• _TASK INSTRUCTIONS_: Take the entries below and reproduce them word for word.

[Excerpts of pointing data]
☆ ☆ ☆ ☆ ☆ ☆ ☆

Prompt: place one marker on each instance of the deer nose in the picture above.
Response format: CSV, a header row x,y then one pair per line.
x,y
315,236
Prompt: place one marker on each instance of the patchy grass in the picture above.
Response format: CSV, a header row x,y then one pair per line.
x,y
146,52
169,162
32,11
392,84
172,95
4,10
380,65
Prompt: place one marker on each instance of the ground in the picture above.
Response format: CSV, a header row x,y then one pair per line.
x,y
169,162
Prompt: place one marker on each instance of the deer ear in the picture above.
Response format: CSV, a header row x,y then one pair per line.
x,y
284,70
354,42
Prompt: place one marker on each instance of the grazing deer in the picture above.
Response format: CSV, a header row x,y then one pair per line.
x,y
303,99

☆ ☆ ☆ ☆ ☆ ☆ ☆

• _ANSWER_:
Prompt: place one marker on each instance of the deer nose in the picture above.
Response format: CSV, a header row x,y then one pair per line.
x,y
315,236
Prompt: place one marker on each instance of the patchy grass in the picture above.
Response format: CSV, a header row x,y then one pair per line.
x,y
146,52
169,162
32,11
392,84
172,95
4,10
380,65
Prompt: place one marker on each instance of the ground in the picture above.
Response format: CSV, a header row x,y then one pair per line.
x,y
169,162
Prompt: place one marker on each instance of the deer ear in the picture above.
Response format: CSV, a header row x,y then one pair per line.
x,y
284,70
354,42
Prompt: place one marker on each instance of the grazing deer in the picture above.
Response format: CSV, a header row x,y then one pair per line.
x,y
303,99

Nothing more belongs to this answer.